▼▼▼

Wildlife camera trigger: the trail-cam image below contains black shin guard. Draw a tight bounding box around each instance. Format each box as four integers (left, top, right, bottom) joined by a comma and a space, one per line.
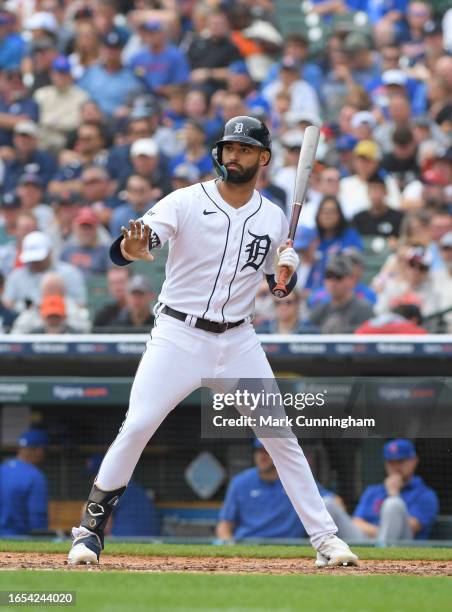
81, 484, 126, 547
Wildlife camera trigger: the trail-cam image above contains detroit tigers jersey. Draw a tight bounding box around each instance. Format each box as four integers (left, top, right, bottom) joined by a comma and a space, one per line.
139, 179, 288, 323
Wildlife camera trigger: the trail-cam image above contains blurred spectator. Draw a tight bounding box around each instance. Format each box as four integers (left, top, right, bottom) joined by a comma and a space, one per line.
129, 21, 189, 97
309, 248, 377, 308
216, 439, 338, 541
78, 165, 118, 228
27, 37, 59, 95
226, 60, 270, 117
262, 57, 320, 116
3, 230, 87, 311
169, 120, 213, 177
309, 254, 373, 333
93, 266, 131, 328
255, 165, 286, 214
0, 429, 49, 536
0, 67, 39, 148
272, 130, 304, 215
11, 271, 90, 334
125, 135, 170, 197
0, 271, 17, 332
31, 294, 77, 334
315, 195, 363, 282
34, 55, 89, 153
187, 9, 241, 94
78, 31, 142, 116
375, 246, 444, 317
60, 207, 110, 276
3, 120, 57, 192
432, 232, 452, 331
256, 289, 310, 335
0, 191, 21, 246
353, 173, 404, 238
0, 10, 25, 71
47, 191, 82, 256
339, 140, 401, 218
0, 211, 38, 277
293, 226, 322, 294
301, 166, 342, 229
110, 173, 155, 237
374, 92, 412, 153
324, 439, 439, 543
49, 122, 108, 193
85, 454, 160, 537
68, 21, 100, 80
109, 274, 154, 330
16, 173, 55, 231
381, 126, 419, 189
400, 1, 432, 62
355, 302, 427, 334
171, 162, 201, 191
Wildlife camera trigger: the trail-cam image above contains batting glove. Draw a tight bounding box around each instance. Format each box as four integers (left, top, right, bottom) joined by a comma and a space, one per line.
275, 246, 300, 278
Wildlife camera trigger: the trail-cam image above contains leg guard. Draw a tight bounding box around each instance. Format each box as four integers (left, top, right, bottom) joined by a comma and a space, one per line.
80, 484, 126, 547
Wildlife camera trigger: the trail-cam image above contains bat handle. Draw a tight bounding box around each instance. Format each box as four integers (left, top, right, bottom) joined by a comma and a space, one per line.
272, 239, 294, 298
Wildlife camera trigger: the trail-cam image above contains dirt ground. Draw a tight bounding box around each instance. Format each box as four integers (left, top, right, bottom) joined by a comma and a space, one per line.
1, 553, 452, 576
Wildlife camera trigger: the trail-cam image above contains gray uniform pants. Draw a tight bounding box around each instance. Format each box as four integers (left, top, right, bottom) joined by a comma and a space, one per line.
324, 496, 413, 544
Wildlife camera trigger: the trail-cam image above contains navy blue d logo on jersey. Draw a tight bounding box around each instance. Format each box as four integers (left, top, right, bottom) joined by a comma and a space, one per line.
241, 231, 271, 271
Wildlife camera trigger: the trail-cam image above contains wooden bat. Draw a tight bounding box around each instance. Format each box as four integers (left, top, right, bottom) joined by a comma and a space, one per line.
272, 125, 321, 298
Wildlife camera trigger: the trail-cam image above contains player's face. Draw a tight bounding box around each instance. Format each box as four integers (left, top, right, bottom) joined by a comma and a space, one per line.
222, 142, 268, 185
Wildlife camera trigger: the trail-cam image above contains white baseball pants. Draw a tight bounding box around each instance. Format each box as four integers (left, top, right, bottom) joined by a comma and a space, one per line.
95, 312, 337, 547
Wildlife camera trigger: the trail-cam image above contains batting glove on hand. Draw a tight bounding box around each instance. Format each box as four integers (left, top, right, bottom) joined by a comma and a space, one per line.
275, 246, 300, 279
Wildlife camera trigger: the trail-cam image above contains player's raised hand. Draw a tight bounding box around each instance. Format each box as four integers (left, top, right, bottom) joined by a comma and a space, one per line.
120, 220, 154, 262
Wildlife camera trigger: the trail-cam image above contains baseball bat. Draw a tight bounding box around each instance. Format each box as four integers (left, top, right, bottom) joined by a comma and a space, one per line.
272, 125, 321, 298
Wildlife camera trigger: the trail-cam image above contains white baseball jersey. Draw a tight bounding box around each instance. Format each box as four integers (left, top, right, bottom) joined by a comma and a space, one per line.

▲▲▲

▸ Exercise requirements
The whole listing must come back verbatim, with no pictures included.

▸ Answer section
Wildlife camera trigger: the trail-cam image below contains black shin guard. Draw a tight bounding box around each instance. Format each box as four integers (left, top, right, bottom) joined by a comma and a space, one per line.
81, 484, 126, 547
Wildlife camera trigger: the trail-cam image above contains detroit tigers jersey. Draw a tight bounding box around each instance. Format each box as four integers (left, top, right, bottom) joined by a comma and a space, one per line.
139, 179, 288, 323
Wildlife camera trigger: the trail-cam image above contains blurred spectator. Draw a tight bounding box around each instance. Format each box as four integers (left, top, right, bottom) joined by a comma and a space, one per line.
129, 21, 189, 97
309, 248, 377, 308
216, 439, 338, 541
78, 165, 118, 228
27, 37, 59, 95
226, 60, 270, 117
262, 57, 320, 116
3, 230, 87, 311
169, 120, 213, 177
309, 254, 373, 333
93, 266, 131, 328
255, 165, 286, 214
0, 429, 49, 536
0, 67, 39, 148
272, 130, 304, 215
11, 271, 90, 334
125, 135, 170, 197
0, 271, 17, 332
31, 294, 77, 334
315, 195, 363, 282
34, 55, 89, 153
187, 9, 241, 94
78, 31, 142, 116
375, 246, 444, 317
60, 207, 110, 276
3, 120, 57, 192
432, 232, 452, 331
256, 289, 310, 335
0, 191, 21, 246
353, 173, 404, 238
0, 10, 25, 71
47, 191, 82, 256
339, 140, 401, 218
0, 211, 38, 277
293, 226, 322, 294
301, 166, 342, 229
110, 173, 155, 237
374, 92, 412, 153
324, 439, 439, 543
49, 122, 108, 193
85, 454, 160, 537
68, 21, 100, 80
109, 274, 154, 330
16, 173, 55, 231
381, 126, 419, 189
400, 1, 432, 62
355, 302, 427, 334
171, 162, 201, 191
Wildlife camera trigger: the trail-cam image above contains batting glove. Draw a tight bounding box around each instance. Format each box as four integers (left, top, right, bottom) joined by a comma and a space, one per line.
275, 246, 300, 278
Wildlife camera trigger: the trail-cam image above contains leg guard. Draw a tight bounding box around each instance. Format each box as four integers (left, top, right, bottom) joined by a comma and a space, one per line.
80, 484, 126, 547
Wildlife camera trigger: the trail-cam image above contains bat handle. Draw a tight bounding box around each instance. Format each box as four integers (left, top, right, bottom) joined by a comma and a space, one per line.
272, 239, 294, 298
Wildlife camera trigger: the trail-cam image above contains dirt ground. Draw a tight bounding box around each instance. Format each box as four integers (left, top, right, bottom) joined by a comma and a space, one per line.
1, 553, 452, 576
Wildlife camera trigger: the trail-cam image above contains gray uniform pants. Draw a tight bounding box around each instance. Format each box as four integers (left, top, right, bottom) joined by a comma and a space, one per line.
324, 496, 413, 544
Wildlife camera trigger: the trail-cam image above contains navy blue d logo on jersey. Draw a tight bounding box around each instance. Format each box as four integers (left, top, right, bottom) joined by a comma and a space, one per line.
241, 231, 271, 271
Wildlife camera trigger: the trail-cam image above contains wooden bat. Draw a tight bounding box around each instance. Format each box as four integers (left, top, right, bottom) joined by a comma and a space, one per line.
272, 125, 321, 298
Wildlife camera trigger: the trail-cam image above contains player's face. Draw a tight bounding box around each instance. Format each box as four integers (left, top, right, bottom) joined by a comma and a space, one per line.
222, 142, 268, 185
Wildlife camera trigger: the trail-cam image above contains white baseball pants. Draw a tight bounding box around each instance. Format each box as four integers (left, top, right, bottom) joined by a comma and a space, one per line.
95, 312, 337, 547
Wildlife camera trigger: the trail-cam image above contains batting glove on hand. Draw a tight bounding box around each instance. Format each box as four integers (left, top, right, bottom) joined by a comma and a space, one per line.
275, 246, 300, 279
Wildlife camera trigger: the trail-cam image above contains player's raised hand. Draw a tight bounding box around each instance. Format each box as four integers (left, top, right, bottom) joined by a comma and a space, one per line.
120, 220, 154, 262
Wildlife camera trigger: the trail-cam image above contains baseball bat. Draw a tight bounding box around each instance. Format each box as four integers (left, top, right, bottom) joined by a comma and a space, one per line.
272, 125, 321, 298
Wildlife camera trigger: the trail-cam image above contains white baseball jersey. Draw a tight bounding box around each instance. Format each box as four integers (left, top, right, bottom) joined by a comma and a space, one per line.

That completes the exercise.